- [INSTRUÇÃO]: Escreva a continuação da notícia sobre o acordo nuclear entre Brasil, Turquia e Irã, a partir do último parágrafo apresentado.

- [DOCUMENTO DE ORIGEM]:

○ ○ ○

Os ministros Celso Amorim e Ahmet Davutoglu, das Relações Exteriores do Brasil e dos Negócios Estrangeiros da República da Turquia, respectivamente, encaminharam nesta quarta (19), ao Conselho de Segurança das Nações Unidas, carta contendo o teor do acordo firmado entre Brasil, Turquia e Irã sobre a utilização de energia nuclear por este últimos país para fins pacíficos.O documento foi divulgado pelo Itamaraty.
“Nós pusemos a bola na área, agora quem tem que fazer o gol são os 5 1”, disse o chanceler brasileiro, referindo-se aos países membros permanentes do Conselho de Segurança (Estados Unidos, Rússia, China, França, Grã-Bretanha) e mais Alemanha. O Brasil ocupa atualmente um assento rotativo no Conselho.
Amorim diz que os três países (Brasil, Turquia e Irã) não podem e nem pretendiam resolver todos os problemas de uma única vez. No entanto, as dificuldades foram resolvidas pelo menos no papel.
“Agora uma coisa é o papel e outra a realidade. Então vamos discutir”, disse o ministro para quem a posição de recusar o acordo e impor sanções ao Irã não é uma atitude construtiva.
Questionado sobre a relação que o Brasil mantém com o país islâmico, Amorim foi enfático: “Não temos uma relação profunda e nem uma razão específica para defender o Irã. Agora defendemos sim a justiça, a paz e a norma internacional. E não (defende) a decisão e opiniões tomadas que não sejam totalmente comprovadas”, afirmou.
Ao comentar a posição das potências favoráveis às novas sanções, Amorim afirmou que os que desprezarem a chance de uma solução negociada "assumirão suas responsabilidades". O acordo mediado pelo Brasil e pela Turquia tinha como objetivo evitar uma nova rodada de sanções. Autoridades norte-americanas, no entanto, alegaram que o Irã buscava apenas ganhar tempo.

○ ○ ○

Registros de rotulagem de localização
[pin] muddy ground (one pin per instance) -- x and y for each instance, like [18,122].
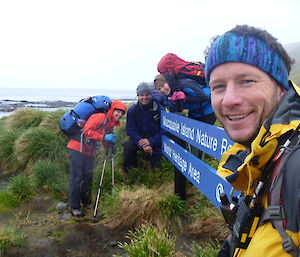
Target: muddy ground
[50,235]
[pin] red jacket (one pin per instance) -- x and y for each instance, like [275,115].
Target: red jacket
[93,131]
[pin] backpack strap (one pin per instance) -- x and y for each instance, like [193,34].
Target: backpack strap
[275,212]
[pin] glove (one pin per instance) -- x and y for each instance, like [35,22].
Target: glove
[111,138]
[178,96]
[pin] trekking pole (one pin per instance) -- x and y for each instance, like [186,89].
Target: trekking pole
[113,167]
[99,188]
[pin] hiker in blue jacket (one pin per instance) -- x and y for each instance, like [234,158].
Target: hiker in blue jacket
[143,129]
[189,94]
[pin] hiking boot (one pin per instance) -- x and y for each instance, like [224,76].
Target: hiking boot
[76,212]
[87,206]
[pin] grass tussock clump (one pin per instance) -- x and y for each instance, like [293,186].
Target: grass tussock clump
[51,121]
[24,118]
[49,176]
[7,200]
[209,249]
[130,208]
[21,187]
[8,161]
[10,237]
[149,241]
[38,143]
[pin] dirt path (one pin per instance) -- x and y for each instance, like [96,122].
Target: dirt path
[48,235]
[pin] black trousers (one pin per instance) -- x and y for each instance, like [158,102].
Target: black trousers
[81,178]
[130,156]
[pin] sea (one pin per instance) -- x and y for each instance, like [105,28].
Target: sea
[63,94]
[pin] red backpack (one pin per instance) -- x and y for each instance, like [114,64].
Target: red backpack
[175,66]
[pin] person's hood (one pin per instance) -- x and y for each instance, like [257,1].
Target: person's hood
[171,81]
[116,104]
[242,167]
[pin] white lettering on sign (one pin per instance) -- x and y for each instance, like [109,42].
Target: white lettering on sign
[168,149]
[194,173]
[206,141]
[224,145]
[180,161]
[219,191]
[187,131]
[172,125]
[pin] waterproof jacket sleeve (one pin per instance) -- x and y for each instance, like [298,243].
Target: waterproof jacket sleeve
[193,92]
[131,128]
[92,129]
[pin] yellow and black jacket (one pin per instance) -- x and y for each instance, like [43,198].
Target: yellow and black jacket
[243,167]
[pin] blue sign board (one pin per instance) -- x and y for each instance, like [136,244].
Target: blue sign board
[208,138]
[196,171]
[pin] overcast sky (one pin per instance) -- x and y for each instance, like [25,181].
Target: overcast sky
[117,44]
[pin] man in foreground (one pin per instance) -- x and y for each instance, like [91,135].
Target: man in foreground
[247,71]
[143,129]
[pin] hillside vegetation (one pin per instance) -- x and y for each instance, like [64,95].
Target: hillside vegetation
[35,163]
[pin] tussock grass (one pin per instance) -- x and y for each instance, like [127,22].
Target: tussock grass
[130,208]
[48,176]
[10,237]
[135,207]
[24,118]
[209,249]
[51,121]
[38,143]
[8,161]
[21,187]
[8,200]
[148,241]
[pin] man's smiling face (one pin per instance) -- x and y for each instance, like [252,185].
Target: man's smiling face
[243,97]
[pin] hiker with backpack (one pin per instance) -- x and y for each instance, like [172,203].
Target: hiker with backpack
[98,127]
[186,93]
[247,70]
[143,129]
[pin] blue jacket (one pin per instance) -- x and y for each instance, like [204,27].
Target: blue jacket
[197,100]
[144,122]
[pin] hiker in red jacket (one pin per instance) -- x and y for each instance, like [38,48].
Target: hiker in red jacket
[99,127]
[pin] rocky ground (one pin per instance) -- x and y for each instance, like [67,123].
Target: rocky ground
[53,233]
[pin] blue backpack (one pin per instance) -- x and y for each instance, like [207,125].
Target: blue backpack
[73,120]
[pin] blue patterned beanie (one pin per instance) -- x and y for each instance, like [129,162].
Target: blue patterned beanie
[232,47]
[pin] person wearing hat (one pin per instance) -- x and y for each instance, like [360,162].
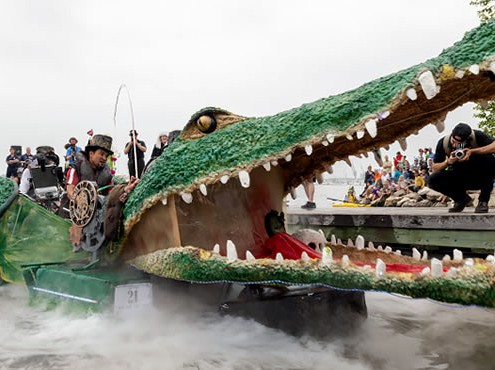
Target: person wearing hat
[464,161]
[91,165]
[72,149]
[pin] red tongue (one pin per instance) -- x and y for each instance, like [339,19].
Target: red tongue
[291,248]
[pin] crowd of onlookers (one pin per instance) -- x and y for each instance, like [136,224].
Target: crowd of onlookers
[397,174]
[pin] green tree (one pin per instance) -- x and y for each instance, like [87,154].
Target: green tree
[485,111]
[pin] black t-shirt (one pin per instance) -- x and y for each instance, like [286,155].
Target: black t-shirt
[482,139]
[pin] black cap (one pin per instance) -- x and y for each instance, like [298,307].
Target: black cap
[462,131]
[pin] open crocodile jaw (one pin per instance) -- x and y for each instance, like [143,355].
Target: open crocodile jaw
[227,212]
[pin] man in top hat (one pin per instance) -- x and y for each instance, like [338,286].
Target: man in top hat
[72,149]
[140,150]
[91,165]
[464,161]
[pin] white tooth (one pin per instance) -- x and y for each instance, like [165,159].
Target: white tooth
[440,125]
[380,268]
[378,157]
[244,179]
[249,256]
[425,256]
[231,251]
[360,242]
[425,272]
[384,115]
[319,178]
[492,67]
[451,272]
[411,94]
[304,256]
[474,69]
[327,256]
[370,126]
[436,267]
[428,84]
[186,197]
[345,261]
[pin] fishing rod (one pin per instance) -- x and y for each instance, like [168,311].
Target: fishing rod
[134,141]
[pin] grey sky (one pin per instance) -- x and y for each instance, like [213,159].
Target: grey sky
[62,62]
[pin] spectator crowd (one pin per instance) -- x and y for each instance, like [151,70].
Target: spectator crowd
[397,174]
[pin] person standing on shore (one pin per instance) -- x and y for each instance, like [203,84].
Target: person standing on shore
[13,162]
[464,161]
[140,150]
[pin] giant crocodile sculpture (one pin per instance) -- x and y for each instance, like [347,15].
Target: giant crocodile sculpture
[198,214]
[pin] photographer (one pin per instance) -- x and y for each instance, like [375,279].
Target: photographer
[464,161]
[72,149]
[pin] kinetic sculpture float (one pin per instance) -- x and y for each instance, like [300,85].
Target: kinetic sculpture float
[199,213]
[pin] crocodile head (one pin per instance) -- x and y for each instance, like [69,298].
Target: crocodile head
[226,172]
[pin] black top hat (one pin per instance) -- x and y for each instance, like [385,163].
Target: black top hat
[100,142]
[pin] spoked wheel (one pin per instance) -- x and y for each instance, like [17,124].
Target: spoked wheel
[83,204]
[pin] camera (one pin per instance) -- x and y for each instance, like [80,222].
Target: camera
[459,153]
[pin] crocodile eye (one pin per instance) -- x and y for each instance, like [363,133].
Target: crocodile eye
[206,124]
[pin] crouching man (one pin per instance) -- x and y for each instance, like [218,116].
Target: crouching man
[464,161]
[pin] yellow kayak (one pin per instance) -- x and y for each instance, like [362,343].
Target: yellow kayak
[349,205]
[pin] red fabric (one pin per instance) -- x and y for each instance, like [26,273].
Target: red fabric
[290,247]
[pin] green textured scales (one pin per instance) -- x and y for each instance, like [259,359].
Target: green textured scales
[469,286]
[251,140]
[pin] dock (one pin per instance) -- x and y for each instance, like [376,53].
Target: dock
[430,228]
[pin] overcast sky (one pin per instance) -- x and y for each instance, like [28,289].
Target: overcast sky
[62,62]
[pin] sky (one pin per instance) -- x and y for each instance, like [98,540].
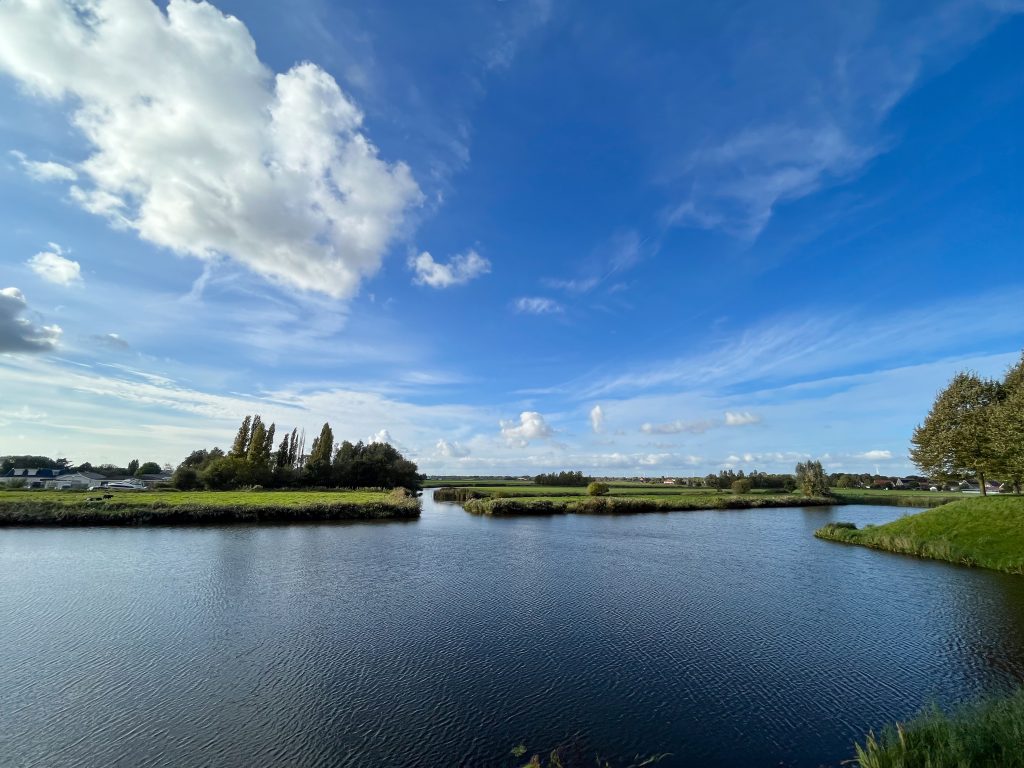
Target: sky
[507,236]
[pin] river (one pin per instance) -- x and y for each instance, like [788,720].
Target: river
[726,638]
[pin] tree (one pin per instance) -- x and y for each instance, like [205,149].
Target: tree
[958,436]
[1010,426]
[318,463]
[741,485]
[811,478]
[241,445]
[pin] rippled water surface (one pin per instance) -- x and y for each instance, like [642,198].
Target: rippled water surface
[725,638]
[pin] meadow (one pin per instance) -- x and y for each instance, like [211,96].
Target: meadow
[173,507]
[983,531]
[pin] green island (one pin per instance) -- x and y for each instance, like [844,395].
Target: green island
[983,531]
[201,507]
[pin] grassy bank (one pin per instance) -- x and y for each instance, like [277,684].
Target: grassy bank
[616,505]
[925,499]
[200,507]
[989,734]
[987,532]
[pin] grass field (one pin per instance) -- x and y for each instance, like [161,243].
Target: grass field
[989,734]
[168,507]
[987,532]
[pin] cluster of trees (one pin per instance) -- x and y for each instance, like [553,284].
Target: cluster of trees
[725,480]
[811,478]
[975,429]
[574,479]
[254,461]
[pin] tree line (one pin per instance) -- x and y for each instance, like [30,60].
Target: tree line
[572,479]
[253,460]
[975,430]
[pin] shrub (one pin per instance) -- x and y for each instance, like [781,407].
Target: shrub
[741,486]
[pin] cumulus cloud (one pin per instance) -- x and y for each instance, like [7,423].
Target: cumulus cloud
[676,427]
[739,418]
[530,426]
[198,147]
[18,334]
[875,456]
[115,341]
[53,266]
[460,270]
[537,305]
[45,170]
[453,450]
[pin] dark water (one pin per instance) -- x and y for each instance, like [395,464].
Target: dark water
[725,638]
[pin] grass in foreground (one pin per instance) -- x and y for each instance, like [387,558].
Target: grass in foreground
[989,734]
[165,508]
[987,532]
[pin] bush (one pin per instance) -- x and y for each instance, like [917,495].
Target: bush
[741,486]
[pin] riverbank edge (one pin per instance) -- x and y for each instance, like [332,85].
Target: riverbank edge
[42,514]
[583,505]
[970,531]
[989,732]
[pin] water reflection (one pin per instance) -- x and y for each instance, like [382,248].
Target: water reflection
[726,638]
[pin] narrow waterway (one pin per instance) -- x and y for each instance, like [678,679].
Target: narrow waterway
[725,638]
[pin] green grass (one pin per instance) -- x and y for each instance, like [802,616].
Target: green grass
[895,498]
[584,505]
[987,532]
[168,507]
[989,734]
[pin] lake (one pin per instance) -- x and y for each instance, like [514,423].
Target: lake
[725,638]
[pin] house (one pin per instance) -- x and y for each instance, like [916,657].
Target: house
[30,478]
[75,481]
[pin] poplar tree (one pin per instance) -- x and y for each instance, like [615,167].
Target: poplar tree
[241,445]
[318,463]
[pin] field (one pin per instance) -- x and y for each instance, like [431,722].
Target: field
[986,532]
[989,734]
[168,507]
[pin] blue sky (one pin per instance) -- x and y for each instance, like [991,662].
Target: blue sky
[507,237]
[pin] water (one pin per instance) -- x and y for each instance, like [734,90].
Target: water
[725,638]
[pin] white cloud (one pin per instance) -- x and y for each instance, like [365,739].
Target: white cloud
[53,266]
[18,334]
[460,270]
[530,426]
[454,450]
[45,170]
[875,456]
[676,427]
[739,418]
[537,305]
[200,148]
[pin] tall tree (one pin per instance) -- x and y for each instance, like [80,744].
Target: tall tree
[241,445]
[1010,426]
[318,463]
[811,478]
[958,436]
[256,455]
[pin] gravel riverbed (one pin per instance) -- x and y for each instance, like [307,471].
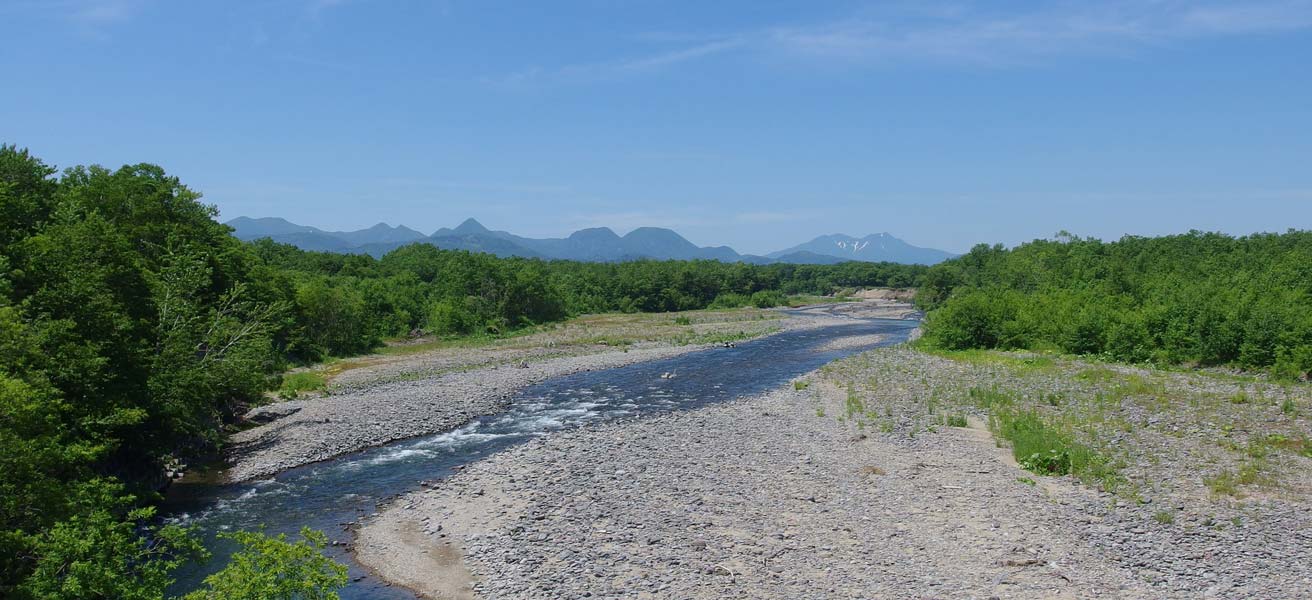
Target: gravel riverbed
[398,398]
[774,498]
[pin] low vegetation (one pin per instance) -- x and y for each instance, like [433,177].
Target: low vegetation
[1134,432]
[134,330]
[1191,300]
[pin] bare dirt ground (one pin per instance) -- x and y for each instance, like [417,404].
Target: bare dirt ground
[795,494]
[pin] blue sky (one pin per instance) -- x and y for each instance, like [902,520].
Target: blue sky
[755,124]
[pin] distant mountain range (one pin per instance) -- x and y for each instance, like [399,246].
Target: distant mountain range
[598,244]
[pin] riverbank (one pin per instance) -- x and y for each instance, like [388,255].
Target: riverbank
[379,399]
[854,486]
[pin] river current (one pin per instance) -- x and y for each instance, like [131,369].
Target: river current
[329,494]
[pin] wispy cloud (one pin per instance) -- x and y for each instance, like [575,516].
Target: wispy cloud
[959,33]
[975,36]
[621,67]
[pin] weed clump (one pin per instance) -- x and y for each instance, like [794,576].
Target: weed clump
[1050,449]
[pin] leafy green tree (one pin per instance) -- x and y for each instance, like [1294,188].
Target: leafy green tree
[269,567]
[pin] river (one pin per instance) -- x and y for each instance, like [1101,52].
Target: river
[331,494]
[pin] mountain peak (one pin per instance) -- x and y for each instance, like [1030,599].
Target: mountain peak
[470,226]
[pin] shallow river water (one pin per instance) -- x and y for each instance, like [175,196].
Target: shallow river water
[329,494]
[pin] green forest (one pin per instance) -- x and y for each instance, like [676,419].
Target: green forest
[134,328]
[1197,300]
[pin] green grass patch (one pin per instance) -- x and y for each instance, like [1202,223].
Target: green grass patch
[989,398]
[295,384]
[1021,364]
[1050,448]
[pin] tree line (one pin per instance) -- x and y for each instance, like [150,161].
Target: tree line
[1197,298]
[134,328]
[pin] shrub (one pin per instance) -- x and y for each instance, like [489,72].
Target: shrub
[768,300]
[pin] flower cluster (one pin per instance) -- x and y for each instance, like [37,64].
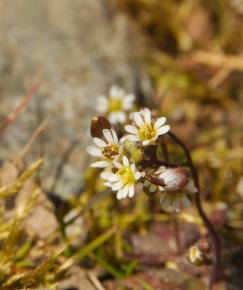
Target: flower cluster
[128,157]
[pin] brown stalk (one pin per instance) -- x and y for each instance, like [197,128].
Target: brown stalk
[207,223]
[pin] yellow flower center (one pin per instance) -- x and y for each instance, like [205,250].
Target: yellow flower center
[146,132]
[127,175]
[110,151]
[115,105]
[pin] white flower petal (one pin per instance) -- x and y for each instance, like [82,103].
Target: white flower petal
[133,168]
[147,116]
[100,164]
[176,204]
[107,175]
[185,202]
[113,91]
[138,120]
[146,183]
[162,130]
[152,188]
[146,142]
[125,191]
[131,191]
[132,138]
[137,175]
[117,185]
[114,135]
[117,164]
[108,184]
[119,195]
[131,129]
[94,151]
[113,118]
[159,122]
[121,117]
[191,187]
[108,136]
[99,142]
[125,161]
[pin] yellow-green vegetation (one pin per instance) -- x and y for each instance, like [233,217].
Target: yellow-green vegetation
[193,57]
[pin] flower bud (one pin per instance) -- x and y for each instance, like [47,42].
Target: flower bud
[204,245]
[195,256]
[98,124]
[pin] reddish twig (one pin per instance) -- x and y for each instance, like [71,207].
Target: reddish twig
[24,102]
[207,223]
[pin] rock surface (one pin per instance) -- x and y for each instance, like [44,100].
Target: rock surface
[77,49]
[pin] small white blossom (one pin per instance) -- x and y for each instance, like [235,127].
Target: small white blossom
[152,188]
[106,150]
[116,105]
[176,180]
[174,201]
[237,4]
[124,180]
[145,129]
[195,256]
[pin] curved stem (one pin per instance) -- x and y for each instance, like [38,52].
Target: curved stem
[207,223]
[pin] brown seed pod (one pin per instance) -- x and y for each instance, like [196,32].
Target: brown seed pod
[204,245]
[98,124]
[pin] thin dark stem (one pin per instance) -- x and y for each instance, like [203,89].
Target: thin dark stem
[176,225]
[177,233]
[207,223]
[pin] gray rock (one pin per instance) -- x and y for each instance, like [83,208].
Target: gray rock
[78,48]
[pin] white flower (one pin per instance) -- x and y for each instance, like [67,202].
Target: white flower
[145,129]
[174,201]
[106,150]
[150,187]
[123,180]
[176,179]
[195,256]
[116,105]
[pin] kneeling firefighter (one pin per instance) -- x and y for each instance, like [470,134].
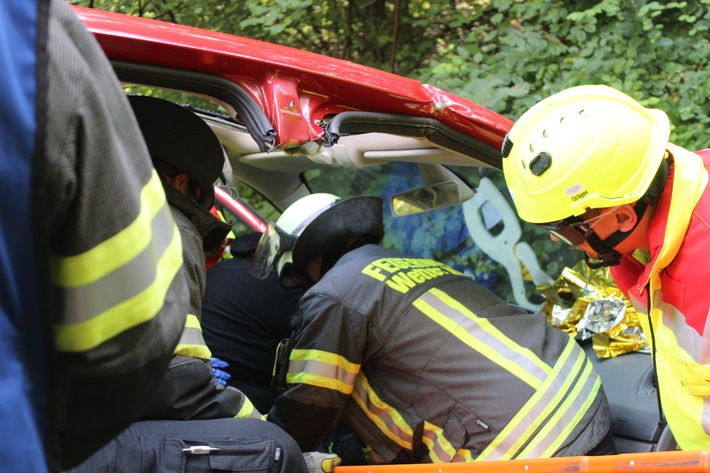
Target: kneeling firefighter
[420,362]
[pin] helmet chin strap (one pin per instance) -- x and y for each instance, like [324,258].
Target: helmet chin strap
[607,255]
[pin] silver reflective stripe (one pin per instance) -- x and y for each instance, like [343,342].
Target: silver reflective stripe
[321,369]
[562,394]
[514,361]
[192,336]
[125,282]
[566,417]
[536,410]
[382,414]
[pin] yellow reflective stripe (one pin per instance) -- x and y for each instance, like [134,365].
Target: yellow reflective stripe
[115,252]
[463,455]
[192,343]
[480,335]
[132,311]
[247,410]
[537,410]
[440,449]
[322,369]
[570,413]
[82,303]
[385,417]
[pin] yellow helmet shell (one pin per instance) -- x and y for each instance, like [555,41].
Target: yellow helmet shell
[586,147]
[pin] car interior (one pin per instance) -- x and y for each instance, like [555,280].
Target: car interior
[444,195]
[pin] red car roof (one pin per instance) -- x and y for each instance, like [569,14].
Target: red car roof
[295,88]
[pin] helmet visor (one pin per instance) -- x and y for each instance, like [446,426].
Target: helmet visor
[574,233]
[272,245]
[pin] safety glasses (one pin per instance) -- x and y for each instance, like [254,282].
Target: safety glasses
[574,231]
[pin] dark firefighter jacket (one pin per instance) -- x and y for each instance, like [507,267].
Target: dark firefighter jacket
[189,390]
[426,365]
[91,298]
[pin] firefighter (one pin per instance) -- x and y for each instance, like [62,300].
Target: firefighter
[420,362]
[91,294]
[195,423]
[244,319]
[189,159]
[595,168]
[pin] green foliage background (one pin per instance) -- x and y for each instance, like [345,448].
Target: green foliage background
[504,54]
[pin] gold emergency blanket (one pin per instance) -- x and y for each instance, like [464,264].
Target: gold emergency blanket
[586,303]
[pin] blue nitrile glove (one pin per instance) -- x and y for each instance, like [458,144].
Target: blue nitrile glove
[221,376]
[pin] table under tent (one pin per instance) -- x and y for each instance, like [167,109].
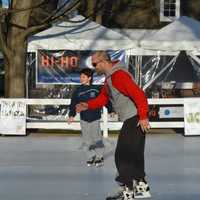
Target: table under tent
[167,64]
[167,58]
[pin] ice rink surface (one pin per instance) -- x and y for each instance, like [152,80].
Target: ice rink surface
[52,167]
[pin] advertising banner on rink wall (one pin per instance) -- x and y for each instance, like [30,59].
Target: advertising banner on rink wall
[192,116]
[13,117]
[63,66]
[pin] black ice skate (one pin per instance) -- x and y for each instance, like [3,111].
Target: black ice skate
[91,161]
[99,161]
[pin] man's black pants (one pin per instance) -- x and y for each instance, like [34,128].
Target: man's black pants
[129,154]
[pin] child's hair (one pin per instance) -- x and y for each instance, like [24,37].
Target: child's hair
[88,72]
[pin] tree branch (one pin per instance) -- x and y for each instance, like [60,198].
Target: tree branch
[46,23]
[3,42]
[9,11]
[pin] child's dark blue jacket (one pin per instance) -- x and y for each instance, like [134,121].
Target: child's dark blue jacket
[83,94]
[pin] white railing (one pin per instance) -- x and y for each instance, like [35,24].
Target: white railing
[105,124]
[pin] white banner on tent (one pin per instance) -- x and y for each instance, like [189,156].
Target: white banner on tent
[192,116]
[13,117]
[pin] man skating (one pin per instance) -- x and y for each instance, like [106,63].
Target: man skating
[130,103]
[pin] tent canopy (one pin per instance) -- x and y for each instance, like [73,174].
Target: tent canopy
[182,34]
[79,35]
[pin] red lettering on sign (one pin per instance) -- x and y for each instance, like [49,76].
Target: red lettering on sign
[45,61]
[74,61]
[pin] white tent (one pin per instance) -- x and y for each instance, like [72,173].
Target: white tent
[182,34]
[79,35]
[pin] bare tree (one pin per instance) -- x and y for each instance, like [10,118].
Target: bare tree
[23,19]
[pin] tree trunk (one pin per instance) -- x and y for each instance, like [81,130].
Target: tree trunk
[15,69]
[16,59]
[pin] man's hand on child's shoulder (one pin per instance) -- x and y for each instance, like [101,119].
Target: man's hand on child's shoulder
[70,120]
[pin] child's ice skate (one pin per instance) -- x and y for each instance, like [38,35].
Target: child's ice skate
[123,193]
[99,161]
[91,161]
[141,190]
[128,194]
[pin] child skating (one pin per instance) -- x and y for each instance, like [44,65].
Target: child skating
[89,119]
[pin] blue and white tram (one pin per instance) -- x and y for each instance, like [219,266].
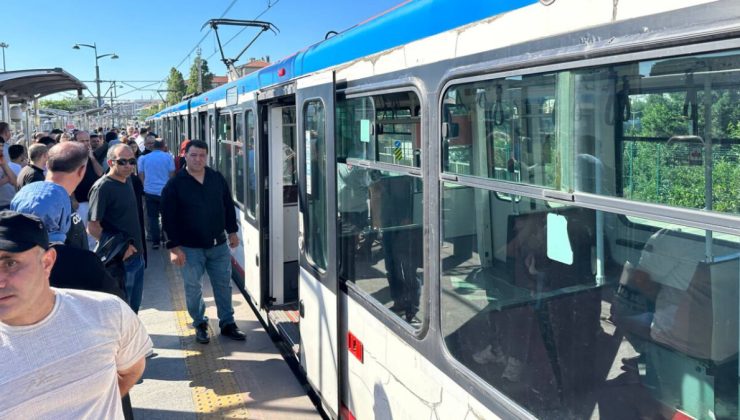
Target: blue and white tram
[496,209]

○ ○ ○

- [RESPOSTA]:
Ameaças não são positivas
Nesta quarta-feira (19), ao abordar novamente o assunto após palestra para estudantes do Instituto Rio Branco, Amorim reforçou que se as sanções ao Irã que estão sendo propostas pelos Estados Unidos, forem aprovadas, a possibilidade de uma solução pacífica para o impasse envolvendo o programa nuclear iraniano será adiada por dois a três anos. O chanceler brasileiro afirmou que não considera positiva a ameaça de punições a Teerã e acrescentou que, pelo menos por enquanto, não há nada definitivo.
"Não acho positivo ficar fazendo ameaças. Acho também que, se o Irã for inteligente, não dará bola para isso e continuará fazendo o que tem que fazer", disse o ministro.
Amorim admitiu que as negociações não foram fáceis e que a diplomacia brasileira investiu esforço e capital político na questão.
"Não estamos aqui em uma batalha ideológica. Estamos cumprindo com nossa obrigação. Quando a comunidade internacional nos elegeu como membros não permanentes do Conselho de Segurança, passamos a ter responsabilidade não só na região e em termos imediatos do país. Temos responsabilidade pela paz e a segurança internacional e vamos fazer isto".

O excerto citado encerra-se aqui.